Source data
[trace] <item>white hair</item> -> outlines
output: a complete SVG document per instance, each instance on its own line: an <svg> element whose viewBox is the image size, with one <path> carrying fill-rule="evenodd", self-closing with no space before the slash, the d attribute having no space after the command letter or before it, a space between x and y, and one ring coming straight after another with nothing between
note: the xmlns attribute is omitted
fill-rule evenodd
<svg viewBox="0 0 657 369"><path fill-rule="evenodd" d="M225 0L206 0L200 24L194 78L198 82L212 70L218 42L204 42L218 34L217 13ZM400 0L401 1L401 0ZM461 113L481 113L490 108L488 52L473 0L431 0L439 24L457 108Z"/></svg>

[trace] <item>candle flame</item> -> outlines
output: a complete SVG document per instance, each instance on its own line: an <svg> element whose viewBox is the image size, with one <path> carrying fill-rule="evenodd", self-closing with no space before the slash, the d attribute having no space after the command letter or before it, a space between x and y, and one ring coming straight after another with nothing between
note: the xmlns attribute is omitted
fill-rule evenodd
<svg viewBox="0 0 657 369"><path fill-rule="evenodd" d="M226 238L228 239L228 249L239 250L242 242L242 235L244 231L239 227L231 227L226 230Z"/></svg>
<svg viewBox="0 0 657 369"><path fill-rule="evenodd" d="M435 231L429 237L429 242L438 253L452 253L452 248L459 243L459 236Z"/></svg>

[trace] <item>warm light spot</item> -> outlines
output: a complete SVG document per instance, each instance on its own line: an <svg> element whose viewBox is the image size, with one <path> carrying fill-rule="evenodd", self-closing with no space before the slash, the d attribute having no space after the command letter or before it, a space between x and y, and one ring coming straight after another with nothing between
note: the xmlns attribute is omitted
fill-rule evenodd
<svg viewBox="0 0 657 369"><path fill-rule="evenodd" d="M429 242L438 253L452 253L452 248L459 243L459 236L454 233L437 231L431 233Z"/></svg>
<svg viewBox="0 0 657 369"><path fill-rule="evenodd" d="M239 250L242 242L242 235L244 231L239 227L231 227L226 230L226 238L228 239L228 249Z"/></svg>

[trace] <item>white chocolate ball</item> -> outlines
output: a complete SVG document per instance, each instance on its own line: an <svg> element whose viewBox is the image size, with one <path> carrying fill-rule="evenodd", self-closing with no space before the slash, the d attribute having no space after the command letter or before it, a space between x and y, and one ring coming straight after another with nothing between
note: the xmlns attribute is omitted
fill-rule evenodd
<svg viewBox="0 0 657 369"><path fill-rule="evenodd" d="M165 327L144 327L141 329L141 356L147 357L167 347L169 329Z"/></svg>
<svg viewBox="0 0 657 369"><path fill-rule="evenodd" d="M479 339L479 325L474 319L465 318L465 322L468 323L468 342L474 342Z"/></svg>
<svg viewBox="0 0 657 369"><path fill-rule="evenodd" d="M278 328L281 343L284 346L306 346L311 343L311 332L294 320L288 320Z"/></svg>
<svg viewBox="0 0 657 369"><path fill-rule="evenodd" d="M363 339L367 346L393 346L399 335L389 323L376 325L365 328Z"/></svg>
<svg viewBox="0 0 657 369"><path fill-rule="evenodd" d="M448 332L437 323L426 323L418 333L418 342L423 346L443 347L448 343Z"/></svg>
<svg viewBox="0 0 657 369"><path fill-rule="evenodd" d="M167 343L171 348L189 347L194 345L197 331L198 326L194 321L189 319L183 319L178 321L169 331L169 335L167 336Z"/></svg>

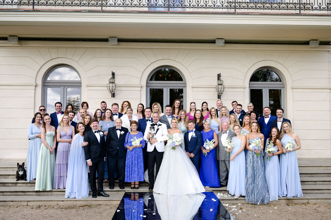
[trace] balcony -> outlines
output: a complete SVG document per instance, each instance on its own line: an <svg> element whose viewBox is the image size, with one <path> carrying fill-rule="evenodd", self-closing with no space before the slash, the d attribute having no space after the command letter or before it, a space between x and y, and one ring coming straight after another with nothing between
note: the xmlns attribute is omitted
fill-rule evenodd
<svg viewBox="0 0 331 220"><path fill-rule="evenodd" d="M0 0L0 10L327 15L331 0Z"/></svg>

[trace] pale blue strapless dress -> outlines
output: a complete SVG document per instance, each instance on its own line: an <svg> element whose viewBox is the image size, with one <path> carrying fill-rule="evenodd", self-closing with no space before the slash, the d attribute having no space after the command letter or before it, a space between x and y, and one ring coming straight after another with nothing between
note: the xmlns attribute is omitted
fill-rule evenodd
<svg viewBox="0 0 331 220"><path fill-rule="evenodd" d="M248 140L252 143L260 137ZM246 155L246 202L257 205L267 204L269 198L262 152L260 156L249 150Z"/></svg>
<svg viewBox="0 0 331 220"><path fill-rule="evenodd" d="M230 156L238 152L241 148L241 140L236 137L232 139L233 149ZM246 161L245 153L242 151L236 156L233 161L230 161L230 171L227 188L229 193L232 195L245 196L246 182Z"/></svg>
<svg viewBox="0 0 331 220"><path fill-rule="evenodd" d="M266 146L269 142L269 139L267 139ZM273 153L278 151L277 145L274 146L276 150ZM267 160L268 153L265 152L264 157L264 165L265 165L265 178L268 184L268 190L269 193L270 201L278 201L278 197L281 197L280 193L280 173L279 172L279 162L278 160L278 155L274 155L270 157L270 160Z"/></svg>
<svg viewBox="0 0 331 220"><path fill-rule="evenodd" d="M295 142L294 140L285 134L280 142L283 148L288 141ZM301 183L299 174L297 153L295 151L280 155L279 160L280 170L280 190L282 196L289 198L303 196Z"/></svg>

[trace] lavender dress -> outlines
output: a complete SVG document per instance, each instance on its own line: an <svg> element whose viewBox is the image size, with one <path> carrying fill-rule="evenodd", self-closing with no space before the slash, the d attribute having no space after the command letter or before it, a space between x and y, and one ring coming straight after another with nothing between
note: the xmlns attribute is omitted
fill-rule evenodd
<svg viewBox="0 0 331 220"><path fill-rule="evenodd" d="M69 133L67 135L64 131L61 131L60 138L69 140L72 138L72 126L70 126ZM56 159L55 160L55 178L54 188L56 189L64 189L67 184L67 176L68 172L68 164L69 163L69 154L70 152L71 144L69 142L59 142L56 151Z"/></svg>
==
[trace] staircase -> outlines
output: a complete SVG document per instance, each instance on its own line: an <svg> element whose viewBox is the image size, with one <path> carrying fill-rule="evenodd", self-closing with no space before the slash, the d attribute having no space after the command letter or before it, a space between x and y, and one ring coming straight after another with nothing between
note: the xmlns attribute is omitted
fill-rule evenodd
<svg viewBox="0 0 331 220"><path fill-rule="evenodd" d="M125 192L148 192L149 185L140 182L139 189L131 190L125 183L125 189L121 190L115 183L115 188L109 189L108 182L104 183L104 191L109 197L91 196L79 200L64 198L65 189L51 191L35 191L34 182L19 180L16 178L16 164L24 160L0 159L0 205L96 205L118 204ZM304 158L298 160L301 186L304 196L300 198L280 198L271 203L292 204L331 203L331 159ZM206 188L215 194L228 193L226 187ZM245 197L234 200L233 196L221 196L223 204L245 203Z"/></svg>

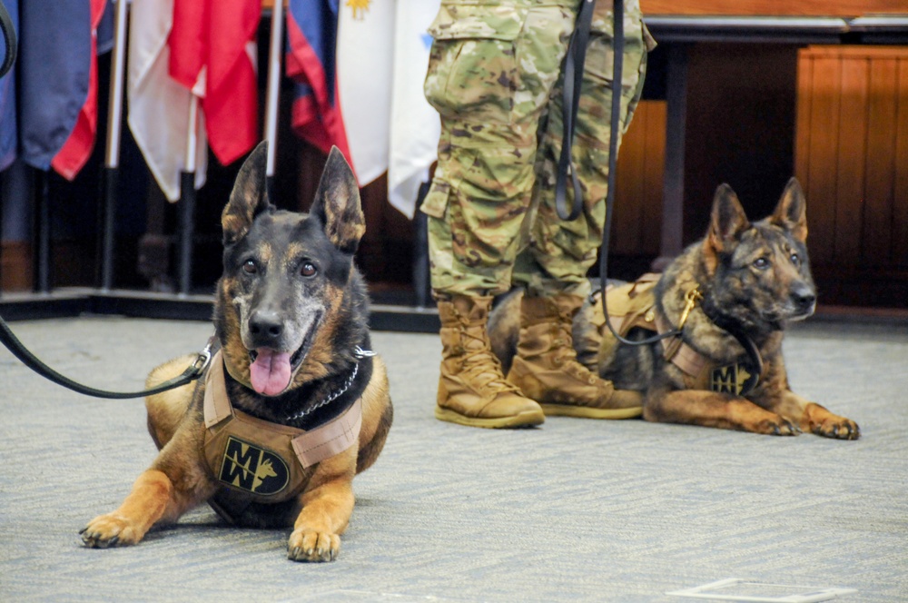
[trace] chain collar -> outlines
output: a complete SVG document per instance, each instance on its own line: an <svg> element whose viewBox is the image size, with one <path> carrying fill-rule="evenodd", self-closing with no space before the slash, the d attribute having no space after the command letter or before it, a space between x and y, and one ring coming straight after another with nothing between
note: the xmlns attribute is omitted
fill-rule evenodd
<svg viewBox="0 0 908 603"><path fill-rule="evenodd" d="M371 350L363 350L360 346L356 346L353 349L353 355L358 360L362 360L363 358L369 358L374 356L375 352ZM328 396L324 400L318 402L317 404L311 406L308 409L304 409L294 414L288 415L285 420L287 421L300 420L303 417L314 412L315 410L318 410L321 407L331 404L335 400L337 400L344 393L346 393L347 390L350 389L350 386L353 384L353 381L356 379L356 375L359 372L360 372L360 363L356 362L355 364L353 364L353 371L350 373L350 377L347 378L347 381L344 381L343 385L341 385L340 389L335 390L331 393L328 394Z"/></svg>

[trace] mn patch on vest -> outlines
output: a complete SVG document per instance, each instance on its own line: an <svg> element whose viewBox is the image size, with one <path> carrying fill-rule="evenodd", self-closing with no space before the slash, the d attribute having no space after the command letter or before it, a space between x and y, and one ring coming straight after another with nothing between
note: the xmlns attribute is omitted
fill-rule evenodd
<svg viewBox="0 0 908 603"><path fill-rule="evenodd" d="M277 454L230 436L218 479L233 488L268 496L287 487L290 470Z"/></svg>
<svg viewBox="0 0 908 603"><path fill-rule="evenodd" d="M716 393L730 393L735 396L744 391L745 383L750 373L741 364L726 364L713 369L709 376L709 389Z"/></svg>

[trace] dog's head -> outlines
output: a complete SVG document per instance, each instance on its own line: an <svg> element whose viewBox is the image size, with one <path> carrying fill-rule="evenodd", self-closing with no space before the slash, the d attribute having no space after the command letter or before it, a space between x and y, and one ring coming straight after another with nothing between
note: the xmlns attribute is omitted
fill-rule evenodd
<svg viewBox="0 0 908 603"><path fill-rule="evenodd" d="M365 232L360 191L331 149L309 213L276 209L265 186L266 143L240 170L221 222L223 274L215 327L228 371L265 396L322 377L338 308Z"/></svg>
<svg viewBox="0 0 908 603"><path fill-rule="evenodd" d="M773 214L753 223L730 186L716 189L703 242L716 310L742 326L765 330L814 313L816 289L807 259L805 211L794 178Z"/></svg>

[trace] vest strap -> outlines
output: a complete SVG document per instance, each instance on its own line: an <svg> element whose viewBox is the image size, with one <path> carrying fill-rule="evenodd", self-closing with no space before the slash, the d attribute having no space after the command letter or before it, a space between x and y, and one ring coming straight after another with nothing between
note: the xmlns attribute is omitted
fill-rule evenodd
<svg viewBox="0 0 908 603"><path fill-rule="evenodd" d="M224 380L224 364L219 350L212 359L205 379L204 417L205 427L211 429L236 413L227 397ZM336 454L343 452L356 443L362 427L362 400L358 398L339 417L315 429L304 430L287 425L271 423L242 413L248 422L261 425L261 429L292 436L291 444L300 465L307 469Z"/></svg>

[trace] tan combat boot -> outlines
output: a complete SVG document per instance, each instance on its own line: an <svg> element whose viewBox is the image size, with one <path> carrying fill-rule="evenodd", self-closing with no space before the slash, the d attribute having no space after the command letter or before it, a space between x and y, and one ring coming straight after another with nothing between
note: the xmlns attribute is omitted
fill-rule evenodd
...
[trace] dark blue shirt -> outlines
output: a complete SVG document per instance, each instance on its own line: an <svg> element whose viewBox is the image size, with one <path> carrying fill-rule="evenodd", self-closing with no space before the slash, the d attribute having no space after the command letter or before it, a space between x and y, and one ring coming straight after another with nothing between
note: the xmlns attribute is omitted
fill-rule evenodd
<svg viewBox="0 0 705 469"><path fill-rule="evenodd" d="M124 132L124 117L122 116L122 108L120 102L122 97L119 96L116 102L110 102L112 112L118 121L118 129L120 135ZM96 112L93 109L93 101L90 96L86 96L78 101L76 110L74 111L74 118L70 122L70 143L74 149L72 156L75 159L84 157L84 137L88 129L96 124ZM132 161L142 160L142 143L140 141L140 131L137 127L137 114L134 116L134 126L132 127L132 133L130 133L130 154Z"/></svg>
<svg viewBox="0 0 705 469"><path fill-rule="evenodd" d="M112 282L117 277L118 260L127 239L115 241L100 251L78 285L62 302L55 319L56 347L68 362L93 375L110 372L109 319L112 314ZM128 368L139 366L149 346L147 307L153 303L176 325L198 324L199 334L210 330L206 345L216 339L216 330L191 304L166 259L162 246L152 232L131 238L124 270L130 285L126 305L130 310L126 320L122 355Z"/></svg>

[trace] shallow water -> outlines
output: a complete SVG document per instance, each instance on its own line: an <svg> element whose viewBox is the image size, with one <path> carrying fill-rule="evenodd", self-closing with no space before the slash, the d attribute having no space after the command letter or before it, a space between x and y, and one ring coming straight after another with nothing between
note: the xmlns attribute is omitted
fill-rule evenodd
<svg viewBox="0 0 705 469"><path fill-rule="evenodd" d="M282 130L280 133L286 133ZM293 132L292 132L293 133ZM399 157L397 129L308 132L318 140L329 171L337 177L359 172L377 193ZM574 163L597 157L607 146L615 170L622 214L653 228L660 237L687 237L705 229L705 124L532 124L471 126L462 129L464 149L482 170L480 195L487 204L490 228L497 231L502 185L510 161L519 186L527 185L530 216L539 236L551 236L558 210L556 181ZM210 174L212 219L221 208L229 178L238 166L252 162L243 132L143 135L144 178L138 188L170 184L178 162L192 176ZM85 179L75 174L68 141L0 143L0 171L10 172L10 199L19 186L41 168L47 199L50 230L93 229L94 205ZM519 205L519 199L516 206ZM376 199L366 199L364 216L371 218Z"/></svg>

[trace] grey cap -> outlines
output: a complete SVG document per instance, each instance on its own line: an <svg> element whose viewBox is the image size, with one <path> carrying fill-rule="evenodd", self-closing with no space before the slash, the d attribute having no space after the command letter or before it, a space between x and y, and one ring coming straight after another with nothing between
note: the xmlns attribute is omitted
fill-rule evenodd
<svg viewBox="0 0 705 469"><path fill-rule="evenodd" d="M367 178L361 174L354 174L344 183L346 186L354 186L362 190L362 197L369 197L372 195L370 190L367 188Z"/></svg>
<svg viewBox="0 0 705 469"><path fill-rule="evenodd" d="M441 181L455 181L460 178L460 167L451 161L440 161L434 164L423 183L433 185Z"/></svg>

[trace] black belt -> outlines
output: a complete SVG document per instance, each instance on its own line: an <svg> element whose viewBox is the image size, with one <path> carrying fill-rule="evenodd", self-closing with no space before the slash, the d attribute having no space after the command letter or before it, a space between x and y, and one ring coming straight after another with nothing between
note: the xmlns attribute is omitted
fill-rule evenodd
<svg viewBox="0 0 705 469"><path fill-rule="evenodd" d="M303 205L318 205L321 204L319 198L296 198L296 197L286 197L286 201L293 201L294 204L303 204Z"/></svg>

Directions
Reproduce verbatim the entry lines starting at the line containing "[trace] <item>white hair</item> -> outlines" and ending at the line containing "0L206 0L200 24L194", both included.

Solution to this exercise
[trace] <item>white hair</item> -> outlines
output: a complete SVG document per instance, each instance on its own line: an <svg> element whose viewBox is the image size, with one <path> carrying fill-rule="evenodd", self-closing with no space before the slash, the d attribute having no space after the command letter or before it, a space between x and y, and one ring coming straight after another with nothing between
note: the xmlns attribute is omitted
fill-rule evenodd
<svg viewBox="0 0 657 369"><path fill-rule="evenodd" d="M225 0L206 0L200 24L194 78L198 82L212 70L218 42L204 42L218 34L217 13ZM400 0L401 1L401 0ZM461 113L481 113L490 108L488 52L473 0L431 0L439 24L457 108Z"/></svg>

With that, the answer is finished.